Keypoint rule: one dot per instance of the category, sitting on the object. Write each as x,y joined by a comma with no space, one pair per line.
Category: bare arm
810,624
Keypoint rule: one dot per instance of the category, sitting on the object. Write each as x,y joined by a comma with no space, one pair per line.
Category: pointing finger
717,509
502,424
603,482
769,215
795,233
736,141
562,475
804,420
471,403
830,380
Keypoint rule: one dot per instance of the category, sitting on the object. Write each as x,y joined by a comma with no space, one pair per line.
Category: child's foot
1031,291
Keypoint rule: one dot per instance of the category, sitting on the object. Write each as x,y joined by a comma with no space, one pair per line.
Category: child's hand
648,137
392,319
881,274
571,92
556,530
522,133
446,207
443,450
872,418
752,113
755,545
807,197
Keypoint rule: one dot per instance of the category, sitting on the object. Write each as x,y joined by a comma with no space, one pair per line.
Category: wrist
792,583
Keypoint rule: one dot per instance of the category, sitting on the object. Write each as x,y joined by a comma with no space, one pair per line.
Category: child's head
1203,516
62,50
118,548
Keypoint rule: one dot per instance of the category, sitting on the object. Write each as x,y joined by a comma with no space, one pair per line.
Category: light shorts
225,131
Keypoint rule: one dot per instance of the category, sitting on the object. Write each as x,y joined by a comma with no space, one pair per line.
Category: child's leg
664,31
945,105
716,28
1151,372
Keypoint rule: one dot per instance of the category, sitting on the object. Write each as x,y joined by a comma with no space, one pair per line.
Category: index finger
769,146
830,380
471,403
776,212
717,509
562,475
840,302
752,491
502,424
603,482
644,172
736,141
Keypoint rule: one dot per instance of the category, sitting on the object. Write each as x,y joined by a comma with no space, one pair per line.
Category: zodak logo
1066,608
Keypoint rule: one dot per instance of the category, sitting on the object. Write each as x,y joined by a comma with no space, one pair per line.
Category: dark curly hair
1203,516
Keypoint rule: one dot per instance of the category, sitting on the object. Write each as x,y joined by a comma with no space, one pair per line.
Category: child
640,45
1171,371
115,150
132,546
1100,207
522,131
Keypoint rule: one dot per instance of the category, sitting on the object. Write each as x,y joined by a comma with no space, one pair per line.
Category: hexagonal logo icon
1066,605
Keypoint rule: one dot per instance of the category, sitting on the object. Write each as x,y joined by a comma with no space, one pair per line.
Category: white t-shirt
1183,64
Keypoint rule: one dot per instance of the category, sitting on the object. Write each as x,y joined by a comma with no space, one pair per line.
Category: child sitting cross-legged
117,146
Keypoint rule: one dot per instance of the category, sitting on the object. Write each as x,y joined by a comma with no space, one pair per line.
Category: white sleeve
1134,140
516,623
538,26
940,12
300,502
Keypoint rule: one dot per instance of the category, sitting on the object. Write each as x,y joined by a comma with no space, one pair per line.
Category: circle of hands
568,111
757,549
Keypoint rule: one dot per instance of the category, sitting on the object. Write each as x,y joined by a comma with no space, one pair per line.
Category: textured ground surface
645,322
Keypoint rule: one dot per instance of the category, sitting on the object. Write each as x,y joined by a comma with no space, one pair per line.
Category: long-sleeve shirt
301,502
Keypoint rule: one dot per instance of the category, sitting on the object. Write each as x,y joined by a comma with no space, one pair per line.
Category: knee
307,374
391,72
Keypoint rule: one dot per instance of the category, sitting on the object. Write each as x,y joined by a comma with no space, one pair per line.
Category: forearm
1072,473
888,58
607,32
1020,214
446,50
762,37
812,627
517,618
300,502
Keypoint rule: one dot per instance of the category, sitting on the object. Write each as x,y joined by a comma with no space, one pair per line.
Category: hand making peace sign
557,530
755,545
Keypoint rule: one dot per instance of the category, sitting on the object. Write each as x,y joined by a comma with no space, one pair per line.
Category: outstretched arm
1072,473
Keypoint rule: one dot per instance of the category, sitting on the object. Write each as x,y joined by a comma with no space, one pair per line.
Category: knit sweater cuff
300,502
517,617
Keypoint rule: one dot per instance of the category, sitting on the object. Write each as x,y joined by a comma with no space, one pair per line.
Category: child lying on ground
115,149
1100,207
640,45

--------------------------------------------------

Each entry above needs to be retyped exactly as it appears.

Written solution:
Keypoint rule: one dot per instance of the category, sitting on the object. Write each as x,y joined by a comma with no space, one pair per line.
Category: bare arm
810,624
Keypoint rule: one dot per instance of the category, sitting on the object. Write each as x,y joined by a comma with no space, one pair per line.
Category: pointing finger
717,509
502,424
603,482
769,215
795,233
736,141
562,475
804,420
471,403
830,380
Keypoint rule: one dot per instance of the category, sitting on the object. Write each as x,y joined by a comma with no space, one pair per line.
Category: child's foot
1031,291
Keypoint rule: one dot per instance of the category, sitting on the object. Write each as x,y joined by a comma with no space, one pair per line.
Category: child's hand
648,137
392,319
881,274
571,92
556,530
522,133
446,207
443,450
872,418
752,113
755,545
807,197
Keypoint rule: one dot per instance of the category, sitting on the object. Write each as x,y joined by a comma with no space, one pair per line.
Category: wrist
792,583
Keypoint rule: one dot per instance of the category, sitting on the object. Write each as x,y joined by a comma with no space, one pair per line.
Category: child's head
1203,516
62,50
118,548
Keypoint rule: one dot per instance of the category, sitting on the object. Write each as x,y joined by a comma with no space, one pair per line.
Category: light shorts
225,131
Keypoint rule: one dot per instance of the category, sitting on the object. Write each as x,y joined by a comma with no space, one pair per line.
Category: child's leg
664,31
945,105
716,28
1151,372
Keypoint rule: one dot per instance of the category, sitting on the object. Write each as x,y joined by a comma with no space, one pair per line.
Category: index finger
769,146
830,380
471,403
776,212
717,509
562,475
840,302
752,491
502,424
603,482
644,172
736,141
Keypoint rule: one dot per instance of the category, sitting on the object. Write each as x,y joined by a comma with no space, one pair per line.
Category: zodak logo
1066,608
Keypoint rule: one dot per instance of the category, sitting on the object. Write each as x,y joined by a comma with no space, one pair per line.
Category: dark curly hair
1203,516
Keypoint rule: one dot per instance of the category, sitting on the object. Write each as x,y joined by a comma with no space, one pair per line.
Category: child
640,45
1171,371
115,150
132,546
1100,207
522,131
Keypoint rule: one dot per instance of the category, sitting on the object. Write each as x,y joined by a comma with no space, one pair per line.
Category: hexagonal logo icon
1066,605
Keypoint rule: one dot per instance of the category, sitting on the object. Write each as x,y joined by a comma with no space, one pair per line.
Category: white t-shirt
1183,64
Keypoint rule: one dot per instance of the category, sitting on the object. Write each as x,y joined by a comma with no space, one pair per line.
Category: child sitting cross-legged
117,146
Keypoint rule: one dot per instance of the category, sitting on the object. Write each as x,y joined by a comma with no space, one pair per line.
Category: white sleeve
1134,140
516,623
538,26
940,12
300,502
Keypoint rule: one dot per instance of the category, sitting on the object. Write each as x,y joined by a comma with no space, one pair per line.
Category: circle of hands
568,111
757,549
Keypoint rule: one dot per instance of the category, sitting on the object. Write each as x,y joined by a comma with no space, one pair per line.
Category: textured ground surface
645,322
Keypoint rule: one dot per instance of the category, sitting on the object. Write each as x,y joined by a comma with no space, one pair per line.
Category: long-sleeve shirt
301,502
Keypoint rule: one dot per instance of the category, sitting on the object. Write each as x,y joined by a comma with no space, one pair per line.
Category: knee
307,374
391,72
Keypoint rule: one dot per instance of the category, sitting on the object. Write each as x,y joined by a comma with no space, one pair per line.
Category: forearm
1072,473
888,58
607,32
1020,214
446,50
762,37
812,627
517,618
300,502
Keypoint rule: one dot per instance of the category, sitting on the object. Write each as x,y joined by a comma with no space, one pair per line.
Category: hand making peace sign
557,530
755,545
Keypoint rule: one dot per instance of the category, sitting on the object. Write each as x,y joined by a comma with no space, one pair per line.
Category: outstretched arm
1072,473
Keypoint rule: one dot per instance of the category, sitting on the object. Write each as x,y joined by a comma with no space, one pair per line.
Category: knit sweater cuff
300,502
517,617
Keypoint rule: one dot per instance of the category, sitting on the object. Write each as x,y joined by a comma with no space, one pair per line.
Category: child lying on ground
115,149
1100,207
640,45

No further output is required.